Le regard féminin à l’écran
En quoi l’évolution contemporaine des productions audiovisuelles, et plus particulièrement celle des séries, permet-elle de déconstruire la prégnance du seul regard masculin et hétérosexuel sur les femmes au cinéma, et de faire émerger la possibilité d’un désir sans domination ? Cet entretien avec Iris Brey et Sandra Laugier a été mené dans le cadre de notre partenariat avec Citéphilo dont l’édition 2020 a pu se tenir dans un format numérique : retrouvez ici toutes les interventions.
Iris Brey est critique de cinéma et essayiste. Elle est l’autrice du Regard féminin. Une révolution à l’écran1. Sandra Laugier est philosophe, professeure à l’université Paris-I Panthéon-Sorbonne, spécialiste de philosophie américaine et de l’éthique du care, et autrice de Nos vies en séries2. Ces deux essais réfléchissent à l’émergence d’un « regard féminin », au cinéma et dans les séries. Iris Brey et Sandra Laugier reviennent ici sur la spécificité de ce regard, et la manière dont il transforme l’expérience du spectateur.
Pourriez-vous revenir sur le sens de l’expression « regard féminin » (female gaze) et sur le rôle éducatif ou émancipateur des séries ? Les séries seraient-elles plus centrales que les films et le cinéma en général pour l’éducation à l’égalité des sexes aujourd’hui ?

Travail demandé:
a: Indiquez si chacune des affirmations suivantes concorde avec le texte sur le regard féminin à l'écran, en répondant par oui ou par non et en citant textuellement les mots décisifs : (i) Sandra Laugier enseigne à l'université Paris-I Panthéon-Sorbonne ; (ii) l'édition 2020 de Citéphilo s'est tenue en présentiel ; (iii) Iris Brey est philosophe.
b: Reprenez à l'identique, dans le texte sur le regard féminin à l'écran, tout le passage qui va de "Iris Brey est" jusqu'à "sexes aujourd’hui ?".
c: Dressez la liste complète des qualités par lesquelles le texte sur le regard féminin à l'écran présente Sandra Laugier.
Les enregistrements ne jouent aucun rôle dans ce travail.

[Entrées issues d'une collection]
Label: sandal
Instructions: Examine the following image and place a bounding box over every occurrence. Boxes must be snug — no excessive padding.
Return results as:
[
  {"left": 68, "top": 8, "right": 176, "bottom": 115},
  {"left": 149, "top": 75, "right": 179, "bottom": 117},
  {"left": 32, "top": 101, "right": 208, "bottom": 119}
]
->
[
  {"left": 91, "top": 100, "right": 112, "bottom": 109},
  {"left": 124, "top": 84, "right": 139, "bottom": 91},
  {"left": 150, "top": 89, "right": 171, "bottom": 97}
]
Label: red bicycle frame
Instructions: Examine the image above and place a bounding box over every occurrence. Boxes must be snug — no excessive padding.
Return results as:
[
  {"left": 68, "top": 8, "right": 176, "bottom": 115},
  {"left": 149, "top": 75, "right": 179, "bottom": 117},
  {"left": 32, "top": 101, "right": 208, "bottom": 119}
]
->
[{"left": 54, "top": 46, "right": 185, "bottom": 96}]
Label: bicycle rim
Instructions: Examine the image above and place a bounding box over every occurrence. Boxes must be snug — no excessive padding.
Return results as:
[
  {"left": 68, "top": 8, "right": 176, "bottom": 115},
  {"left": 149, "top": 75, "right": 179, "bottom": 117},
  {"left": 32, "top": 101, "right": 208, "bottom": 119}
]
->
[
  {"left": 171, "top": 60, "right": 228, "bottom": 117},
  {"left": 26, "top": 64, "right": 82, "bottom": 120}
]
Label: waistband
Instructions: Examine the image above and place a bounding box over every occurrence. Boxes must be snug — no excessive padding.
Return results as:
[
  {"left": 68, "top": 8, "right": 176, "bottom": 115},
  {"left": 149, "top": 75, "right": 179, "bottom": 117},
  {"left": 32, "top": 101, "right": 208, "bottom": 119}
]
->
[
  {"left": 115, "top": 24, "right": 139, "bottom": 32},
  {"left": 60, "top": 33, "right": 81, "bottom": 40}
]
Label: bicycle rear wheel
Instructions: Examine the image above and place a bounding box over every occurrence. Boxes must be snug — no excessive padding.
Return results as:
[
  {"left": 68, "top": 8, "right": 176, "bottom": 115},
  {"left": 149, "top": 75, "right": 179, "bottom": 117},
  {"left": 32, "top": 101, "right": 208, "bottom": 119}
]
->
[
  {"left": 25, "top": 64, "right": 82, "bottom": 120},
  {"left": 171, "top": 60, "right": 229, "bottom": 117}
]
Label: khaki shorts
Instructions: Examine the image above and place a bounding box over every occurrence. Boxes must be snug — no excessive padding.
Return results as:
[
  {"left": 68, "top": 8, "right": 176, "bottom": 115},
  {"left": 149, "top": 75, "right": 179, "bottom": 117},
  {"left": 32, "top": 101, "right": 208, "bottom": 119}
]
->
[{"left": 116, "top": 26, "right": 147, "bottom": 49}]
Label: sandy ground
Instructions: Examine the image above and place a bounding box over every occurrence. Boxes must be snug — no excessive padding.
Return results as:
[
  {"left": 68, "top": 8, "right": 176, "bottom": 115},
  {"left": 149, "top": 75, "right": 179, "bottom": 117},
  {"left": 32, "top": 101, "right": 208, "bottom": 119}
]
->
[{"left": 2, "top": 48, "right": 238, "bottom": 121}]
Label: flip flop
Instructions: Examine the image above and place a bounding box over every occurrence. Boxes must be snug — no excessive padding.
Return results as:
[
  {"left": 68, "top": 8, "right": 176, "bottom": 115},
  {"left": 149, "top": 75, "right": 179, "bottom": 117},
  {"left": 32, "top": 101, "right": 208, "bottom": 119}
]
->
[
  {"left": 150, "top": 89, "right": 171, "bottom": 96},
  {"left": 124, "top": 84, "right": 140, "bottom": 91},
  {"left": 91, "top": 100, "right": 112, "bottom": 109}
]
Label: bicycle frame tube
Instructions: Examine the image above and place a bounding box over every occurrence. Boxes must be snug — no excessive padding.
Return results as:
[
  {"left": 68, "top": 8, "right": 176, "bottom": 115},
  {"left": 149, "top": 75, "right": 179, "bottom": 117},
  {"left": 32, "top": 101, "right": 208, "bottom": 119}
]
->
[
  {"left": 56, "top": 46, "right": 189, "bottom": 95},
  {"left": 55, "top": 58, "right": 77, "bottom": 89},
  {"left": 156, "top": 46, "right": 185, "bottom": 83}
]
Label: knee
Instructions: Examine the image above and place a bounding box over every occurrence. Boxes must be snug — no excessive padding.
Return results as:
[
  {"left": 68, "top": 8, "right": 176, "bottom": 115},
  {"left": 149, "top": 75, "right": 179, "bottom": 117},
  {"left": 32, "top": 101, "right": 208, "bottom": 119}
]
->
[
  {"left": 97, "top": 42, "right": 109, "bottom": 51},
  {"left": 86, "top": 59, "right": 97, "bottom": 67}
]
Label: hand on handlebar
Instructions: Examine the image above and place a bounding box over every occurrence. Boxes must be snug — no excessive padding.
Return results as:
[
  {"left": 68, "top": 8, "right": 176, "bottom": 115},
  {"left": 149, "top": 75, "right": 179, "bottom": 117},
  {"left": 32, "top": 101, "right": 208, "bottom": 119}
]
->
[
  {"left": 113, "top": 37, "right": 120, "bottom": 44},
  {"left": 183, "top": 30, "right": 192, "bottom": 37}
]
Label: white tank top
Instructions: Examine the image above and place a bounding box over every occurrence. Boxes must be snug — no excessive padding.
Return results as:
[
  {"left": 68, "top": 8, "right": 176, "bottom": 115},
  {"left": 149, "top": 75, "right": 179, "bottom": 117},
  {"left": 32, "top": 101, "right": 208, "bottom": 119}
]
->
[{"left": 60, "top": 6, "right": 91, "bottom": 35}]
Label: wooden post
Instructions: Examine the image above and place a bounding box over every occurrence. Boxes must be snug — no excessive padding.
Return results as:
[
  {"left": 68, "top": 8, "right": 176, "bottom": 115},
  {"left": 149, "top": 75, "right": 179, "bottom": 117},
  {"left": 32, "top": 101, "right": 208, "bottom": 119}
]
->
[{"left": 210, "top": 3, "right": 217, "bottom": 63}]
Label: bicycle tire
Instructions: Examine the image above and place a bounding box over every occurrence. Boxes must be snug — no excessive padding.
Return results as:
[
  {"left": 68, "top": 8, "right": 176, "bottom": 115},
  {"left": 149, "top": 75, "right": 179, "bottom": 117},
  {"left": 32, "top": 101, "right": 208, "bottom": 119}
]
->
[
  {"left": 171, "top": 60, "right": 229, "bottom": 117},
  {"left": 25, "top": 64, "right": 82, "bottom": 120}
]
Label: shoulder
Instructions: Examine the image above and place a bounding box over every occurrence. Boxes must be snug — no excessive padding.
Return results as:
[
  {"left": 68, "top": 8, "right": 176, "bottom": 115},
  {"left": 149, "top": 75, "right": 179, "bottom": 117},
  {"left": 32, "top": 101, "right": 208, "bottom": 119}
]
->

Réponses rédigées:
a:
(i) Oui : « professeure à l’université Paris-I Panthéon-Sorbonne ».
(ii) Non : « l’édition 2020 a pu se tenir dans un format numérique ».
(iii) Non : « Iris Brey est critique de cinéma et essayiste ».

b:
Iris Brey est critique de cinéma et essayiste. Elle est l’autrice du Regard féminin. Une révolution à l’écran1. Sandra Laugier est philosophe, professeure à l’université Paris-I Panthéon-Sorbonne, spécialiste de philosophie américaine et de l’éthique du care, et autrice de Nos vies en séries2. Ces deux essais réfléchissent à l’émergence d’un « regard féminin », au cinéma et dans les séries. Iris Brey et Sandra Laugier reviennent ici sur la spécificité de ce regard, et la manière dont il transforme l’expérience du spectateur.
Pourriez-vous revenir sur le sens de l’expression « regard féminin » (female gaze) et sur le rôle éducatif ou émancipateur des séries ? Les séries seraient-elles plus centrales que les films et le cinéma en général pour l’éducation à l’égalité des sexes aujourd’hui ?

c:
- philosophe
- professeure à l’université Paris-I Panthéon-Sorbonne
- spécialiste de philosophie américaine et de l’éthique du care
- autrice de Nos vies en séries